▶ _GIVEN EXERCISE_
Output the items below as a JSON list of strings, one string per line with blank lines skipped. Start at the line containing "Check that every instance of the camera", go through the end of the items, and leave out the pictures.
----- EXERCISE INPUT
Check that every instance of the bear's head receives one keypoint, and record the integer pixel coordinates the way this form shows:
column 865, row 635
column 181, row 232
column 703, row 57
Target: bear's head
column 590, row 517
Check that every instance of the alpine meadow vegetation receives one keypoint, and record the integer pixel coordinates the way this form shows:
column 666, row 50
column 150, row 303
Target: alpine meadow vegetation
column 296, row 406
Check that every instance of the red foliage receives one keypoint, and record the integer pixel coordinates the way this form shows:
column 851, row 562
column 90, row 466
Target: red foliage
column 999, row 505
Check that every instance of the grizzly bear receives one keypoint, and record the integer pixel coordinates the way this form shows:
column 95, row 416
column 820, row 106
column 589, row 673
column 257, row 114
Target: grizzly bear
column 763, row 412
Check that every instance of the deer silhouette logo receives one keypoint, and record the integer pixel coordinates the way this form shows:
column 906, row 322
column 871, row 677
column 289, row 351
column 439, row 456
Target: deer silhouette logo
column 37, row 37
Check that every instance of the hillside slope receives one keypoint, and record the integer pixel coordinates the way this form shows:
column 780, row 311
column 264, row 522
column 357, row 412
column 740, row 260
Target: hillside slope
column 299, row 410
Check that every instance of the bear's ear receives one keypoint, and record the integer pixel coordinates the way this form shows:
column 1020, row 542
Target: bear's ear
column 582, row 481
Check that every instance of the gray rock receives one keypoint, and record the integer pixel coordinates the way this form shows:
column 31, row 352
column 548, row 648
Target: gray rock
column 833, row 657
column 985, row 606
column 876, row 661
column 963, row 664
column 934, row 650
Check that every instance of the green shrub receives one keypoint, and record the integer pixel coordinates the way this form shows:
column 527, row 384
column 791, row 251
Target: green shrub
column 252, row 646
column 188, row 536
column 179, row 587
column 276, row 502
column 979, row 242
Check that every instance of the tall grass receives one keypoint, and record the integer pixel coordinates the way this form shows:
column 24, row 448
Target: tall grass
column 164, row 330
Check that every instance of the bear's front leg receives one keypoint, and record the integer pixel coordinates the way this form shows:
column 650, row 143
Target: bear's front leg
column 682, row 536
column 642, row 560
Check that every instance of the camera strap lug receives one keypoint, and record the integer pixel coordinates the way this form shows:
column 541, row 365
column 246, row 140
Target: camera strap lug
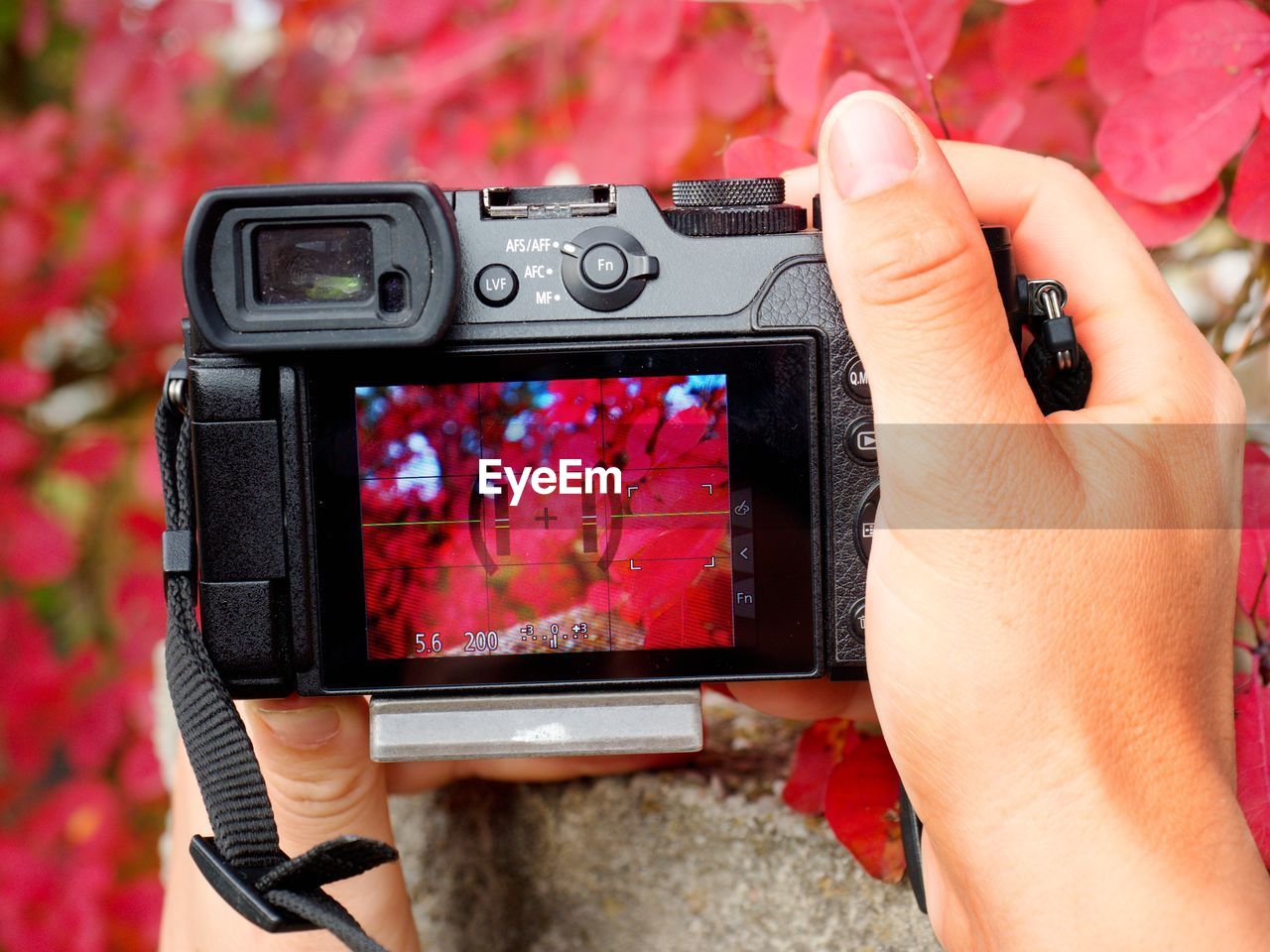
----------
▶ _EXPECTED ANSWER_
[
  "Check that every instance of the camera strap lug receives one keypoint, and record the integer pixel coordinates the way this form shows:",
  "column 541, row 365",
  "column 246, row 140",
  "Target: camera strap lug"
]